▸ **TASK DESCRIPTION**:
From the political commentary, extract the passage starting with "The Tory 'cuts'" and going on through "with New Labour.", copying it word for word.

▸ **SELECTION**:

Either put up or shut up. Perhaps when he's found some moral backbone, he will consider having a proper grown up go.

What next? Some strange Brown bear stuff in the woods?

Just what is the point all this palaver? Clearly both believe voters are interested in all the clap-trap.

Both are pushing the new mantra that the economy might come out of recession far sooner than some dull economist expected. The only weapon left in the depleted armoury of spin. A hollow strategy to rebuild Brown's battered reputation and try to give the rotting brand some new found street cred.

At a stroke it shows them up. Totally out of touch with the real world and real people who are worried sick about rising unemployment and making ends meet.

As James Forsyth points out over at the Spectator, apart from this line on the economy, there is little domestic policy message in either interview.

The Tory 'cuts' v New Labour 'invest' line didn't work after all that Brown sauce was exposed as a lie.

So it's left to the only hope left, the economy. Bring it on, dragged screaming from the depths of recession depression to cheer everyone up as Things Can Only Get Better with New Labour.

And all that hard on the high heels of Tears for Blears bleating on about how she was sorry for everything. Everything that is expect her expenses fiddle. Hazel: you now realise what everyone in Salford already knew. Your'e a sham.

▸ **Items drawn from a data source**:
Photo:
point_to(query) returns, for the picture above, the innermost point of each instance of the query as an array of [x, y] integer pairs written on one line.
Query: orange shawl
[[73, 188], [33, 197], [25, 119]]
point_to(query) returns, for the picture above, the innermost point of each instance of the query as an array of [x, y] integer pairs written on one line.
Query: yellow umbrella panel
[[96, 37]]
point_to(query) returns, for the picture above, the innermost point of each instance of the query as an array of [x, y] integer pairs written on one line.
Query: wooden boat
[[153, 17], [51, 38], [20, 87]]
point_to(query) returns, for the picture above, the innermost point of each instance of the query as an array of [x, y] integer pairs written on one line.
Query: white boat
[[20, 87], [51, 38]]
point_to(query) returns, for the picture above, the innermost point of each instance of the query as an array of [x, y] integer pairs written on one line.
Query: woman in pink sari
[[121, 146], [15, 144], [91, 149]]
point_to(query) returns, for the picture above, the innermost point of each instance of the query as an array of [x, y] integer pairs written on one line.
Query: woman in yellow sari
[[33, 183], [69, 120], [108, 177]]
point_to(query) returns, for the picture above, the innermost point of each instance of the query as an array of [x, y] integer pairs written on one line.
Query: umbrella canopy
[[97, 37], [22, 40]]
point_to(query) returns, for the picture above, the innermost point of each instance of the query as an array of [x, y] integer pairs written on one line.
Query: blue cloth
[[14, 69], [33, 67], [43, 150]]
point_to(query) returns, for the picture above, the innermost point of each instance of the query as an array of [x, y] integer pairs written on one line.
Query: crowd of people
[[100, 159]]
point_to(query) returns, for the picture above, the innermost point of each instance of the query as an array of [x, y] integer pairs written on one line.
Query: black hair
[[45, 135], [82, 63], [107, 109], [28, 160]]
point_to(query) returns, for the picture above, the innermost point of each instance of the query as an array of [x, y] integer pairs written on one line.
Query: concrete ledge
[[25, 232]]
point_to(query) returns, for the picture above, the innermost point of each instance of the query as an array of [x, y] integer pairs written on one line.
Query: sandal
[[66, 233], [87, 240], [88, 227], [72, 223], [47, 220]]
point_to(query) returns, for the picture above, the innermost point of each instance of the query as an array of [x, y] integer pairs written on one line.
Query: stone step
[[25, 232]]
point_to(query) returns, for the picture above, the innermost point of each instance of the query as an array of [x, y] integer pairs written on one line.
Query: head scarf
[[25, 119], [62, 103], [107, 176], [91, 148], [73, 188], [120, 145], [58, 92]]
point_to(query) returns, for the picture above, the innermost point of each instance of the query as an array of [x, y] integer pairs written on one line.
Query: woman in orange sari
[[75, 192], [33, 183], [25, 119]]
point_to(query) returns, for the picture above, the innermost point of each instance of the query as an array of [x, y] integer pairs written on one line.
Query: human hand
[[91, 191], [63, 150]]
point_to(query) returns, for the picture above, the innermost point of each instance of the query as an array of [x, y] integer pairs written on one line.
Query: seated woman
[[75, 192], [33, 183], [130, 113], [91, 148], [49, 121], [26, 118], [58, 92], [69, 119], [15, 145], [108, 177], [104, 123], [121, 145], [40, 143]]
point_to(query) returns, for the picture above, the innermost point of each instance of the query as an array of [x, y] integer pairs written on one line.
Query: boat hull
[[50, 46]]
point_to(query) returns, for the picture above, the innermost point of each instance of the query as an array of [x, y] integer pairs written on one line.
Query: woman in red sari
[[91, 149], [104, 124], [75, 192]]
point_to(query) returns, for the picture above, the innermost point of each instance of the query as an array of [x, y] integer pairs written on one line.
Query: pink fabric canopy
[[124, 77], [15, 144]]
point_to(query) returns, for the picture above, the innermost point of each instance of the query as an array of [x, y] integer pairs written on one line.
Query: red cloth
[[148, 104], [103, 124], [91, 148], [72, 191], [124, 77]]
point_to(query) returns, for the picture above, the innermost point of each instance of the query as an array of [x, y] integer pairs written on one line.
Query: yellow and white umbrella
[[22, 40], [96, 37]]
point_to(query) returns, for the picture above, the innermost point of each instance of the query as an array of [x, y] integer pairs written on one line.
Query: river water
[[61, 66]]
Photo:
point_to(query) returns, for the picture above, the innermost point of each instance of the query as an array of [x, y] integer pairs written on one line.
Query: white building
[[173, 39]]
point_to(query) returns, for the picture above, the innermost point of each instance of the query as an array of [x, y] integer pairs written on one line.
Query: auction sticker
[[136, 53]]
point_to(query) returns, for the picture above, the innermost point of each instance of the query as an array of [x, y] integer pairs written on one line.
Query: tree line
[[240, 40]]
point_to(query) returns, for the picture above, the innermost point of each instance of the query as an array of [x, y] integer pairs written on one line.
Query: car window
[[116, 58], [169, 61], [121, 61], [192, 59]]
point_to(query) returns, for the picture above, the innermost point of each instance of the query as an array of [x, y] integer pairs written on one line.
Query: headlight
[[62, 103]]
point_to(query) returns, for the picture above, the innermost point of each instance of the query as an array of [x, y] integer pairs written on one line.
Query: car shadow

▸ **WRITTEN ANSWER**:
The Tory 'cuts' v New Labour 'invest' line didn't work after all that Brown sauce was exposed as a lie.

So it's left to the only hope left, the economy. Bring it on, dragged screaming from the depths of recession depression to cheer everyone up as Things Can Only Get Better with New Labour.